-- START OF Record list --

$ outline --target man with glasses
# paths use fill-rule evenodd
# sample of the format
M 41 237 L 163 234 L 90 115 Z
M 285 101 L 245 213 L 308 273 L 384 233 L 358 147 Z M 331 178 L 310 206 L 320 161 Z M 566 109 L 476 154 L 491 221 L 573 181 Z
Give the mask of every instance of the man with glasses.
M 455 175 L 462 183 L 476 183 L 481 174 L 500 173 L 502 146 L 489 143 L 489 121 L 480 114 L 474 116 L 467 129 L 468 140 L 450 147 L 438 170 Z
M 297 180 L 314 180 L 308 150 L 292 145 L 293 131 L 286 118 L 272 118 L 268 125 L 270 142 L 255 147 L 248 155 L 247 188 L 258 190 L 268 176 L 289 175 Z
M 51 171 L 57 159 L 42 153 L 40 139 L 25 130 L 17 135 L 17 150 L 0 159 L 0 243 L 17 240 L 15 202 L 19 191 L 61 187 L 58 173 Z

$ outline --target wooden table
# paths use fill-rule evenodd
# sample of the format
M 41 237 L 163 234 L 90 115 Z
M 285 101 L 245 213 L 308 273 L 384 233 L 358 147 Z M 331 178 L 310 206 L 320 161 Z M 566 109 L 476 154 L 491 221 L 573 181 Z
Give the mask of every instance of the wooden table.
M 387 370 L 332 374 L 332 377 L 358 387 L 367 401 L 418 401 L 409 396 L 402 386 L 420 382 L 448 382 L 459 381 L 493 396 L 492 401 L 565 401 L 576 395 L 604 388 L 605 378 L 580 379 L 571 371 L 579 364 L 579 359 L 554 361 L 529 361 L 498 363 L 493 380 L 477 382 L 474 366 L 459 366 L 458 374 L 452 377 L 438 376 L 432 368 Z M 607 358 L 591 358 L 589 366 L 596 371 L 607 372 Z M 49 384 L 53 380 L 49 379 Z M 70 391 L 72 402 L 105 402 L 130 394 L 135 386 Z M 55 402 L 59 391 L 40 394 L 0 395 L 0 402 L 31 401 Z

-- END OF Record list --

### Written task:
Convert every line of the entries above into a JSON list of strings, one string per line, leaving out blank lines.

### Right answer:
[
  "$ outline --target man with glasses",
  "# paths use fill-rule evenodd",
  "# sample of the format",
  "M 41 237 L 163 234 L 90 115 Z",
  "M 285 101 L 245 213 L 308 273 L 384 233 L 358 147 Z M 331 178 L 310 206 L 320 161 Z M 566 109 L 476 154 L 491 221 L 573 181 Z",
  "Give the mask of every instance of the man with glasses.",
  "M 455 175 L 462 183 L 476 183 L 481 174 L 500 173 L 502 146 L 489 143 L 489 121 L 480 114 L 474 116 L 467 129 L 468 140 L 450 147 L 438 170 Z",
  "M 297 180 L 314 180 L 308 150 L 292 145 L 293 131 L 286 118 L 272 118 L 268 125 L 270 142 L 255 147 L 248 155 L 247 188 L 258 190 L 268 176 L 289 175 Z",
  "M 51 171 L 57 159 L 42 153 L 40 139 L 25 130 L 17 135 L 17 150 L 0 159 L 0 243 L 17 240 L 15 202 L 19 191 L 61 187 L 58 173 Z",
  "$ outline --target wooden table",
  "# paths use fill-rule evenodd",
  "# sample of the format",
  "M 41 237 L 163 234 L 90 115 Z",
  "M 285 101 L 245 213 L 308 273 L 384 233 L 358 147 Z M 331 178 L 310 206 L 320 161 Z M 566 109 L 476 154 L 491 221 L 573 181 Z",
  "Give the mask of every instance of the wooden table.",
  "M 387 370 L 332 374 L 332 377 L 358 387 L 367 401 L 418 401 L 409 396 L 402 386 L 420 382 L 448 382 L 459 381 L 493 396 L 492 401 L 565 401 L 576 395 L 604 388 L 605 378 L 580 379 L 571 371 L 579 364 L 579 359 L 554 361 L 529 361 L 498 363 L 493 380 L 477 382 L 474 366 L 459 366 L 458 374 L 452 377 L 438 376 L 432 368 Z M 607 358 L 591 358 L 589 366 L 596 371 L 607 372 Z M 49 384 L 53 380 L 49 379 Z M 70 391 L 72 402 L 105 402 L 130 394 L 135 386 Z M 55 402 L 59 391 L 40 394 L 0 395 L 0 402 L 31 401 Z"
]